## Aim 1
According to the coverage plots notebook, which library is used to plot the Benchexec results?
## Aim 2
Quote the stretch of the coverage plots notebook from "Collect all CSV" through "another new column.".
## Aim 3
Write what comes next in the coverage plots notebook, picking up after its last sentence.

## Extract
◇ ◇ ◇ ◇ ◇
# Coverage Plots

This notebook pre-processes the results obtained from Benchexec and plot it using seaborn.

In [None]:
import pandas as pd
import seaborn as sns
import os
import numpy as np
import matplotlib.pyplot as plt
import glob
import dtale
import re

# sys.dont_write_bytecode = True  # prevent creation of .pyc files

CSV_FOLDER = "stats/"

## 1. Load data from CSV tables

Collect all CSV result files under `CSV_FOLDER` folder.

In [None]:
print(f"CSV files found in folder {CSV_FOLDER}:")
files = glob.glob(os.path.join(CSV_FOLDER, "**", "benchmark-*.csv"), recursive=True)

files

Load all CSV data into a single dataframe. Note that each CSV file may include results for many _run sets_, with each having its own columns. 

Each row is the result of a _task_ in the experiment, and every run set has its columns stats for such task. We then need to reshape this and just have one set of columns and the run set be another new column.
◇ ◇ ◇ ◇ ◇
## Data
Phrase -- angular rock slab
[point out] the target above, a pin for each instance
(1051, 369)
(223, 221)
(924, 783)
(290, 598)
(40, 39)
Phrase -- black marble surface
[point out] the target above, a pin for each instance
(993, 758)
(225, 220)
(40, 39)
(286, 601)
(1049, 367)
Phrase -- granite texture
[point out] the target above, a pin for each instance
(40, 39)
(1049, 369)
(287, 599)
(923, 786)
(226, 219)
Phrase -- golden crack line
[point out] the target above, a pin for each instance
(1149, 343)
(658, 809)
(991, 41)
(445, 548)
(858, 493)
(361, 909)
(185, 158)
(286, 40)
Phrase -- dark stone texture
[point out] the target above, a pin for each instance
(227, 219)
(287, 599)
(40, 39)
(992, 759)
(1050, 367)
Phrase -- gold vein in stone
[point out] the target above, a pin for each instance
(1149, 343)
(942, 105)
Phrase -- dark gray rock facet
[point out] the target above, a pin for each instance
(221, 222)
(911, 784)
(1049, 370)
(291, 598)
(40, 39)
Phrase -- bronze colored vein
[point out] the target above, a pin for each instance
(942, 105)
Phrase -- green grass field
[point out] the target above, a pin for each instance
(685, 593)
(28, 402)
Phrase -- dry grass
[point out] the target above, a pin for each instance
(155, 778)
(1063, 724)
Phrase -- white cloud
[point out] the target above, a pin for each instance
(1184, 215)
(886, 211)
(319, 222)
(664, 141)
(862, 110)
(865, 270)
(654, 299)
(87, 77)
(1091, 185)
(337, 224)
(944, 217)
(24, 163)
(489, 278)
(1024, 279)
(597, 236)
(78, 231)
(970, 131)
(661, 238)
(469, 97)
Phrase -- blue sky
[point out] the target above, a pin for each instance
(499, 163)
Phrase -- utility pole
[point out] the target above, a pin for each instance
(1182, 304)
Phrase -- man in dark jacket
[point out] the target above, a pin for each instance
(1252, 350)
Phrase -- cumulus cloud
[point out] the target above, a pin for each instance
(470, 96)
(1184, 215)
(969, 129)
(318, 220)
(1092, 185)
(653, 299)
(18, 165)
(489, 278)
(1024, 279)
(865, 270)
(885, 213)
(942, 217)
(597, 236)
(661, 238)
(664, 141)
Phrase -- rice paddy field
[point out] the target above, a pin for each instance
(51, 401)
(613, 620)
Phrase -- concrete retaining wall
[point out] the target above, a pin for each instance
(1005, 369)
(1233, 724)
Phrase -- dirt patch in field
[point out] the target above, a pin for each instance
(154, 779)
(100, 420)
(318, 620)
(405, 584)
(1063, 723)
◇ ◇ ◇ ◇ ◇
## Exercise result 1
Seaborn.

## Exercise result 2
Collect all CSV result files under `CSV_FOLDER` folder.

In [None]:
print(f"CSV files found in folder {CSV_FOLDER}:")
files = glob.glob(os.path.join(CSV_FOLDER, "**", "benchmark-*.csv"), recursive=True)

files

Load all CSV data into a single dataframe. Note that each CSV file may include results for many _run sets_, with each having its own columns. 

Each row is the result of a _task_ in the experiment, and every run set has its columns stats for such task. We then need to reshape this and just have one set of columns and the run set be another new column.

## Exercise result 3
The first three lines contain header:

1. First line contains the _tool_ used. It starts with `tool` followed by the name of the tool repeated multiple times (to match no. of columns).
2. Second line contains the _runs_ of the experiment. It starts with `run set` and then sets of columns with the name of the runs.
3. Third line contains the _stats_ column names repeated per run set. First column is for name of the task.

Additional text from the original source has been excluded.